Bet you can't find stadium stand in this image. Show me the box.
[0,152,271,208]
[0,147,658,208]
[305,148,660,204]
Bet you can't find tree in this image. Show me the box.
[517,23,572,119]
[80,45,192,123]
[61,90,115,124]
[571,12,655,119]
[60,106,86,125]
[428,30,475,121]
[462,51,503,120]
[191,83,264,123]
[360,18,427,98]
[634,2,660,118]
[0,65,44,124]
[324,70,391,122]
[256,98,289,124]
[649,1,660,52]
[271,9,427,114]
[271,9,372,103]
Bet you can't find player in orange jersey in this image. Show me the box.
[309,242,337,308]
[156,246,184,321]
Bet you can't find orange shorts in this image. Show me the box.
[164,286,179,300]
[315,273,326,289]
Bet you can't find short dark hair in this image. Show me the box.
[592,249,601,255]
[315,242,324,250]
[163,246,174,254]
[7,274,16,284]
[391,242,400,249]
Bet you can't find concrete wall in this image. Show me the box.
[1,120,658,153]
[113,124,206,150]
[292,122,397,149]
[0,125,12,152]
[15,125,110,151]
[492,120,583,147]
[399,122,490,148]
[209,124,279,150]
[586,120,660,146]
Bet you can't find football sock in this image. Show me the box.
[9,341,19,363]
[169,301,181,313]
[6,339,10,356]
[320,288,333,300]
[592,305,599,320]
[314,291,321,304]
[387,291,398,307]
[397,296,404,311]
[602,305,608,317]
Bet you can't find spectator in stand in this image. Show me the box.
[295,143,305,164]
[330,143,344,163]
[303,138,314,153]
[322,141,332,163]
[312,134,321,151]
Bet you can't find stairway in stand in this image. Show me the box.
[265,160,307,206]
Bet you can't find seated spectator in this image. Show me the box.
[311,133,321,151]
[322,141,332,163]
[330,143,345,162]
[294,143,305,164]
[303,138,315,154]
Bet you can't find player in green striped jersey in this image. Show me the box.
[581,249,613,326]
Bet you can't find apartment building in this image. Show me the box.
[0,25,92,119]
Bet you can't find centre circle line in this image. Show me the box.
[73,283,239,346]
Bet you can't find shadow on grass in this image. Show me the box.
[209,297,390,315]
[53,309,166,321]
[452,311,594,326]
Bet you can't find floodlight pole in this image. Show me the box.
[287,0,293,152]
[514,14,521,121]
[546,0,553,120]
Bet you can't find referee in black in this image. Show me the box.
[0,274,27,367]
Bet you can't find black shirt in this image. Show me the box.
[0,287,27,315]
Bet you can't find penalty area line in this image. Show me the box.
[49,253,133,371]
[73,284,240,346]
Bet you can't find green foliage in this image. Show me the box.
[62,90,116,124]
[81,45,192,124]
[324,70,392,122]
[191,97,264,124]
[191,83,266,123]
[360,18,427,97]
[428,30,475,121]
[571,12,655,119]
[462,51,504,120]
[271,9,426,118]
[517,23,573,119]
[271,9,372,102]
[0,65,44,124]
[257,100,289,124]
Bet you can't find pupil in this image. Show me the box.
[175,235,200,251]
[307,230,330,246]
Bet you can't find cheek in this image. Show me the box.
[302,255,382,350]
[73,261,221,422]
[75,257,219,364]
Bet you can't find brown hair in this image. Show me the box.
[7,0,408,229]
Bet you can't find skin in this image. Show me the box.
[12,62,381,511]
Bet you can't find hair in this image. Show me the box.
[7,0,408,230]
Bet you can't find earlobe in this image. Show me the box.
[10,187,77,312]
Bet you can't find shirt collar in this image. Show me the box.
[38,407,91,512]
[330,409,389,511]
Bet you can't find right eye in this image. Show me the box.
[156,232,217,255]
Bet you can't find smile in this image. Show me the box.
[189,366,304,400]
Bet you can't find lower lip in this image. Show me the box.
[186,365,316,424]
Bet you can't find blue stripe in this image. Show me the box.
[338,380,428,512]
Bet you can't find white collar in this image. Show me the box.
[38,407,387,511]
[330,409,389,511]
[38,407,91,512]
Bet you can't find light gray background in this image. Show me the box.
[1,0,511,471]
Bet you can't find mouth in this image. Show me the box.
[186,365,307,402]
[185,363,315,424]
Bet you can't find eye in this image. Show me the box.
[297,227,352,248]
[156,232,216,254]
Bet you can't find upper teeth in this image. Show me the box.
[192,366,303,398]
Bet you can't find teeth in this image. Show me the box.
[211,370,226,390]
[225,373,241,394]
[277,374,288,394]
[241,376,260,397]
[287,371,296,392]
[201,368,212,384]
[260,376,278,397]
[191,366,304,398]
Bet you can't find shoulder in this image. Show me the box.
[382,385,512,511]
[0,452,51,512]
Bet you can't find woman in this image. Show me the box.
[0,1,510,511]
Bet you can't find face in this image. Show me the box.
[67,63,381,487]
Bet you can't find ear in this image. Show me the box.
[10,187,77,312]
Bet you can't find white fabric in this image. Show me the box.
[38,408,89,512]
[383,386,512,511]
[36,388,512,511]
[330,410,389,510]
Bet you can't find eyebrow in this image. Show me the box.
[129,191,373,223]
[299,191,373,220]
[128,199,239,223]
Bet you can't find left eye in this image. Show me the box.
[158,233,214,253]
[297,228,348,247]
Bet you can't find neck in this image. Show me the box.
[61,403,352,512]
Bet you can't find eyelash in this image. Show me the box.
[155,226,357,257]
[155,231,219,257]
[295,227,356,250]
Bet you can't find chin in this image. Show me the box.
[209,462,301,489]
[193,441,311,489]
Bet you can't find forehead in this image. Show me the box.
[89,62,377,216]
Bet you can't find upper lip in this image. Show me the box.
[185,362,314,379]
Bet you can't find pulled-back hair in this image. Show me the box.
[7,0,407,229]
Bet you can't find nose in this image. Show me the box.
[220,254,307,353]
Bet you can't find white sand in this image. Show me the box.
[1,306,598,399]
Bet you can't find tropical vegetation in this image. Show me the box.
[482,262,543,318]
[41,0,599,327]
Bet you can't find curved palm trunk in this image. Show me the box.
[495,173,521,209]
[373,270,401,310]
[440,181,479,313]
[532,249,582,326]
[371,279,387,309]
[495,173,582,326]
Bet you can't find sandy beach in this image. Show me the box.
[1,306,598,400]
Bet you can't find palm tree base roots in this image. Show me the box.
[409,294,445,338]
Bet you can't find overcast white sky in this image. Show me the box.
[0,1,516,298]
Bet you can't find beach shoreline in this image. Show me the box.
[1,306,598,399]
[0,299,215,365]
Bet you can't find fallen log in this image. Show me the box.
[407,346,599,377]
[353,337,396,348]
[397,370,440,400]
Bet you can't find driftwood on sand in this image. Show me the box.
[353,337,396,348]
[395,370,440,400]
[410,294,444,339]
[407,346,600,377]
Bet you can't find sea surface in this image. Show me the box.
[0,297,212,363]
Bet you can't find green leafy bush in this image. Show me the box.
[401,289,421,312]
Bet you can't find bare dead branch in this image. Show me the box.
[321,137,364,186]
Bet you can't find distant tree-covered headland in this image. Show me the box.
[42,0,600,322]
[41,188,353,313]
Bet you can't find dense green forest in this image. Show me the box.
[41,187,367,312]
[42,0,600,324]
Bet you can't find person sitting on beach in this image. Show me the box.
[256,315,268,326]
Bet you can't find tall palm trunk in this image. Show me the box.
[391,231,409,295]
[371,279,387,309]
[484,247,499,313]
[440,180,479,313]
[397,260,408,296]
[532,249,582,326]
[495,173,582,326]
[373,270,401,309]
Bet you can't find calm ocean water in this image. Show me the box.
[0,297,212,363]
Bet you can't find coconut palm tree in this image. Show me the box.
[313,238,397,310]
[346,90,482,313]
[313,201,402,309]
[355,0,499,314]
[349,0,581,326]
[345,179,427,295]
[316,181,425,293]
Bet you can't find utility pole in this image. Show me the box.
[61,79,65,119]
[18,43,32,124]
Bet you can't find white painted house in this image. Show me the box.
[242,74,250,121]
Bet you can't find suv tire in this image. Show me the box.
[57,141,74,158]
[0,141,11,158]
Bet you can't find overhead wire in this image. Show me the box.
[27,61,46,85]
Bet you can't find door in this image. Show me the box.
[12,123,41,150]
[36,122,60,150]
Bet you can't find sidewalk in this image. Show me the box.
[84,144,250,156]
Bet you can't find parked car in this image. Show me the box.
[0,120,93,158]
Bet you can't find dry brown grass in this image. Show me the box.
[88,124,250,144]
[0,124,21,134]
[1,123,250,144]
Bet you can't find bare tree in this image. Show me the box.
****
Instructions for the task — Starting at the line that contains "Bet you can't find bare dead", print every line through the end of the listing, word for word. Leave out all the rest.

Answer to the exercise —
Bet you can't find bare dead branch in this image. Show me the box.
[321,137,364,186]
Bet you can't find distant tree-covered headland in this image. Show me the box.
[42,0,600,322]
[41,188,353,313]
Bet you can't find dense green forest in this image. Show me the box.
[41,187,367,312]
[42,0,600,324]
Bet you can't find person sitting on beach in this image. Show me the box.
[256,315,268,326]
Bet you can't find tall palm trunk in this image. Show me the box.
[391,231,409,295]
[371,279,387,309]
[484,247,499,313]
[440,180,479,313]
[397,260,408,296]
[532,249,582,326]
[495,173,582,326]
[373,270,401,309]
Bet you can't find calm ocean water in this image. Show me the box.
[0,297,212,363]
Bet you can't find coconut palm tree in this image. Show me the box.
[313,238,397,310]
[346,90,482,313]
[313,201,402,309]
[355,0,499,314]
[349,0,581,326]
[345,179,427,295]
[316,181,425,293]
Bet you can't find utility pole in this image. Show me the box.
[61,79,65,119]
[18,43,32,124]
Bet you can't find white painted house in this image. Show me the box.
[242,74,250,121]
Bet you can't find suv tire in this image. Show me the box.
[57,141,74,158]
[0,141,11,158]
Bet you can't find overhead wire in this image. Show me the box.
[27,61,46,85]
Bet you can't find door in this image. Show me the box.
[12,123,41,150]
[36,122,60,150]
Bet you can't find sidewalk in this image. Show me the box.
[84,144,250,156]
Bet you can't find parked car in this image. Show me the box.
[0,120,93,158]
Bet you can't find dry brown grass in this image. Show me the box.
[88,124,250,144]
[0,124,21,134]
[1,123,250,144]
Bet you can't find bare tree in this image. Show me the box.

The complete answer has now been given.